Omit every picture, then return the listing verbatim.

• SUPPLIED DATA
◆ ◆ ◆ ◆
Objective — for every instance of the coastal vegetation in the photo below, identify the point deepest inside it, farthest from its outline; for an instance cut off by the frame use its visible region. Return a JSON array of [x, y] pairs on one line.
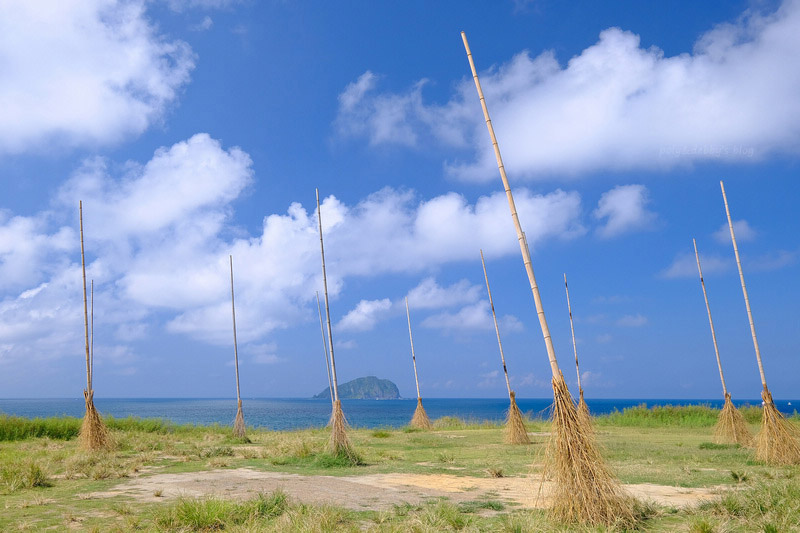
[[48, 481]]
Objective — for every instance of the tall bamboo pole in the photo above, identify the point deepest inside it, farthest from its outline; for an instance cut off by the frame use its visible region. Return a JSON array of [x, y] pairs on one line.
[[325, 347], [710, 320], [327, 305], [91, 348], [526, 257], [744, 290], [496, 329], [572, 330], [235, 343], [413, 355], [85, 308]]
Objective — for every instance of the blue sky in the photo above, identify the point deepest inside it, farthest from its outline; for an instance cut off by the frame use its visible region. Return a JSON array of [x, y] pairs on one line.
[[195, 129]]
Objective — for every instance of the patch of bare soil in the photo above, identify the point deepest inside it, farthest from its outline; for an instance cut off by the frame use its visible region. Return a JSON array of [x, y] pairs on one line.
[[373, 491]]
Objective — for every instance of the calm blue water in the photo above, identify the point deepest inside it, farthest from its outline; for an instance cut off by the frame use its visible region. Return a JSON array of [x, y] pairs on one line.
[[303, 413]]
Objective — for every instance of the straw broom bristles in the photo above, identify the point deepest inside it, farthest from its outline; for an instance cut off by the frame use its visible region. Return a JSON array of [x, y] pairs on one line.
[[777, 442], [93, 434], [515, 432], [420, 419], [584, 490], [731, 426]]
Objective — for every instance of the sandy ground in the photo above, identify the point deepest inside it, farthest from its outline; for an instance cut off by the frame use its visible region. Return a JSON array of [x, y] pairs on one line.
[[373, 491]]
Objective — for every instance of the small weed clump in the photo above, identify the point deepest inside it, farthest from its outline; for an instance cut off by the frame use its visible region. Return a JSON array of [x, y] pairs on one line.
[[22, 475]]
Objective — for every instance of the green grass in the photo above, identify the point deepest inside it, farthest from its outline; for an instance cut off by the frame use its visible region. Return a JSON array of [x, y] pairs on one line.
[[44, 477]]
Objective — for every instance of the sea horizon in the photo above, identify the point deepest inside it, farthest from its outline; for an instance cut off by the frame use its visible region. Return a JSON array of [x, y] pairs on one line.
[[301, 413]]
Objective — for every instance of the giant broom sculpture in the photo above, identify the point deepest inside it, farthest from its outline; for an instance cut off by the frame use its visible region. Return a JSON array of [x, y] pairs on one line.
[[583, 409], [731, 426], [777, 442], [420, 419], [339, 444], [94, 434], [584, 488], [238, 422], [516, 432]]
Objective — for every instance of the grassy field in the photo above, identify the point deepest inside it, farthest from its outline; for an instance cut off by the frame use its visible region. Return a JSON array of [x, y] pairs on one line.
[[46, 482]]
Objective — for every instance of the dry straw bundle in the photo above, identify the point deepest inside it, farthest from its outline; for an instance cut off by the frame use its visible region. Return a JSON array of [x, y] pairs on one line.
[[585, 490], [777, 442], [238, 422], [515, 432], [731, 426], [94, 434], [583, 409], [420, 419], [339, 444]]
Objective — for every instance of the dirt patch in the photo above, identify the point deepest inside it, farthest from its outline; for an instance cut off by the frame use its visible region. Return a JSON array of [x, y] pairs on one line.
[[373, 491]]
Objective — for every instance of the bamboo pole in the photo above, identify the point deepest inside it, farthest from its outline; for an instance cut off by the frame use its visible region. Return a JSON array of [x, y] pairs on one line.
[[91, 347], [744, 289], [85, 310], [526, 257], [496, 328], [413, 355], [327, 305], [572, 330], [710, 320], [235, 343], [325, 347]]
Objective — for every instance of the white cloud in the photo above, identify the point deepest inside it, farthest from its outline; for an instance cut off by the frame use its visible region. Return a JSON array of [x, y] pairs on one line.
[[429, 295], [365, 315], [624, 208], [83, 72], [616, 105], [474, 317], [632, 321], [158, 236], [741, 228]]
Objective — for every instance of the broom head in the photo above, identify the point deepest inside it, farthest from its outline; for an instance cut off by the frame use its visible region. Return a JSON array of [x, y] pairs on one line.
[[777, 442], [339, 444], [516, 432], [94, 434], [238, 424], [420, 419], [584, 490], [731, 426]]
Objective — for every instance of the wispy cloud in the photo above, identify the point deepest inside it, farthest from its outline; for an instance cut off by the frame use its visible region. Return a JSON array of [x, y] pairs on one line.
[[616, 105], [624, 209]]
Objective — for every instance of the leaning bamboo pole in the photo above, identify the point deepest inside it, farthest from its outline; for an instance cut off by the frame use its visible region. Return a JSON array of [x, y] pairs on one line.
[[93, 434], [238, 422], [339, 443], [420, 419], [325, 348], [515, 432], [777, 442], [584, 488], [583, 409], [731, 425]]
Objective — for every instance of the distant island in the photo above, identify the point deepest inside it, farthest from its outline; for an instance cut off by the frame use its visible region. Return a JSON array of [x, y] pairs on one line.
[[368, 388]]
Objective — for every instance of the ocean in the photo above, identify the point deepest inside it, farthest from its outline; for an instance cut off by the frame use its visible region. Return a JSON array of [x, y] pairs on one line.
[[298, 413]]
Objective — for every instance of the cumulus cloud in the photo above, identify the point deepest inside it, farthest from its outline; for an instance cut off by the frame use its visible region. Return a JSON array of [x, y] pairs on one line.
[[473, 317], [616, 105], [744, 232], [84, 72], [158, 235], [366, 314], [624, 210]]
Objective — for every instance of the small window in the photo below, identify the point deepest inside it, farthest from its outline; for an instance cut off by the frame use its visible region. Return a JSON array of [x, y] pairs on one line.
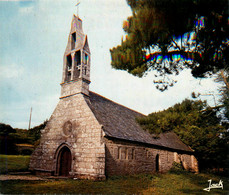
◆ ◆ ◆ ◆
• RESPONSE BELOW
Objective — for every instance of the coastal vegetation in the photo below, identify the point deepest inside it, farthest from its outline; for an instance cut off by the frame use its visible region. Return a JSON array of [x, y] pairs on one line.
[[48, 481]]
Objective — for every instance of the tall bamboo pole in the photo above, identify the point deepest inside it, farthest from its outline; for an instance cut off by the frame use its visible region. Return a JSON array of [x, y] pairs on one line.
[[325, 347], [710, 320], [327, 305], [91, 348], [526, 257], [744, 290], [496, 329], [572, 330], [235, 343], [413, 355], [85, 308]]
Objective — for every instance of the blue sky in the photo above, identify the point deepest inside it, farthest from its outline; for an instance cut off by the frame use its visible region. Return a JSON array of [x, y] pairs on one line.
[[195, 129]]
Objective — for every instance of the patch of bare soil in the photo above, identify the point deepest inside it, farthest from its outline; for an instance cut off by the frame use its visible region. Return a JSON array of [x, y] pairs on one line.
[[373, 491]]
Objective — for every instance of the calm blue water in the photo above, identify the point deepest inside it, farthest from its outline; for an instance cut off by the frame use its visible region. Return a JSON array of [x, y] pairs on one line.
[[303, 413]]
Objective — for every instance of the straw broom bristles in the photo above, identify the point deepest inside it, farthest from its outline; for an instance cut off by the frame use its visible region. Return a JSON array of [x, y] pairs on one line.
[[777, 442], [93, 434], [515, 432], [420, 419], [584, 490], [731, 426]]
Objective — for every instance of the sandy ground in the photo above, identify the point deepest inside it, farthest from its outline; for an instance cut off by the frame use its visible region. Return a JSON array of [x, y] pairs on one line.
[[373, 491]]
Objective — for every instance of the small weed clump in the photo above, identify the point deepest inside it, farthest from its outline; for an instance cut off by the frame use its visible region. Return a JSON array of [x, y] pairs on one line.
[[22, 475]]
Objective — for every instance of the green grass in the photo above, identify the point deepest inside it, farthest from its outline; for an instance cut off by the frame use its visible region. Return a JSON array of [x, y] pairs on one line.
[[44, 477]]
Objective — for every instance of the sea horizon in the photo above, identify the point deepest inside it, farthest from its outline; for an instance cut off by the frame use its visible region. Return a JSON array of [x, y] pairs on one line.
[[301, 413]]
Objective — for every instance of the giant broom sculpture in the photo above, identify the point deepest inside it, farthest from its outline; for an instance cut off by the frame use its visible region. Return a JSON array of [x, y] pairs on one line.
[[583, 409], [731, 426], [777, 442], [420, 419], [339, 444], [94, 434], [584, 488], [238, 422], [516, 432]]
Objective — for every instance of the grassy field in the photo above, identify the point deepest inside it, farthest from its outline; for an instance cut off by the frame use its visible region. Return a JSON array of [x, y] pairs on one line.
[[46, 482]]
Objective — for every instance of the dry straw bundle in the photo above, identify the point deepest inside it, farthest from its outline; for an instance cut off by the frame use its visible region. Return a JSON array of [x, y] pairs on one line.
[[585, 490], [777, 442], [238, 422], [515, 432], [731, 426], [94, 434], [583, 409], [420, 419], [339, 444]]
Objective — for every instance of the dirt patch in the photo above, identify the point deepest inside it, farthest from its outline; for an instance cut off by the frame use its visible region. Return a JSON array of [x, y] pairs on one line.
[[373, 491]]
Objective — for every instance of the bamboo pole in the photo above, identify the point deepest inside it, farthest from its outline; for an instance cut off by the frame use its visible region. Return a JSON array of [x, y] pairs on one line.
[[91, 347], [744, 289], [85, 310], [526, 257], [496, 328], [413, 355], [327, 305], [572, 330], [710, 320], [235, 343], [325, 347]]
Objective — for every instance of the white cloud in the photo above, identify the point deepest inside it, farthest from its outline; for an instance cut off by the frame use its visible region. Return a JSON array of [x, y] pairs on one line.
[[429, 295], [365, 315], [624, 208], [83, 72], [616, 105], [474, 317], [632, 321], [158, 236], [741, 228]]
Objective — for every instance of the broom head in the photo above, identify the point deepest inside it, farthest from its outline; for an instance cut off by the frame use its visible region. Return a JSON array of [x, y] pairs on one line.
[[777, 442], [339, 444], [516, 432], [94, 434], [238, 424], [420, 419], [584, 490], [731, 426]]
Objective — for every instance of the wispy cloud in the photo above, identify the point deepest inside it, farthest from its outline; for an instance cut off by the frame use its visible region. Return a JSON array of [x, y] pairs on one line.
[[616, 105], [624, 209]]
Objective — for every instance of the leaning bamboo pole in the photo above, identify the point deepest inside it, farthest from its outline; for an instance cut off by the frame use its visible region. Return a JSON array of [x, y] pairs on one line.
[[93, 434], [238, 422], [339, 443], [420, 419], [325, 348], [515, 432], [777, 442], [584, 488], [583, 409], [731, 425]]
Objective — for every instance of the distant island in the photo above, identify the point deepest inside it, farthest from its outline; for an instance cut off by the frame use its visible region. Return a JSON array of [x, y] pairs on one line.
[[368, 388]]
Objective — for every instance of the ocean in the photo above, identify the point deepest inside it, farthest from its outline; for an instance cut off by the frame use its visible region. Return a JSON array of [x, y] pairs on one line.
[[298, 413]]
Objective — for every instance of the cumulus cloud in the photo above, identify the point deepest inside it, farthest from its outline; for an instance cut off by the frame use its visible region. Return a JSON array of [x, y] pairs on one line.
[[473, 317], [616, 105], [744, 232], [84, 72], [158, 235], [366, 314], [624, 210]]
Objective — for every instance of the small window in the photo below, identify the point deepest inside it, farthest from its outline; for an instance cut off by the frame use its visible region. Return a JSON array of [x, y] pairs on one line.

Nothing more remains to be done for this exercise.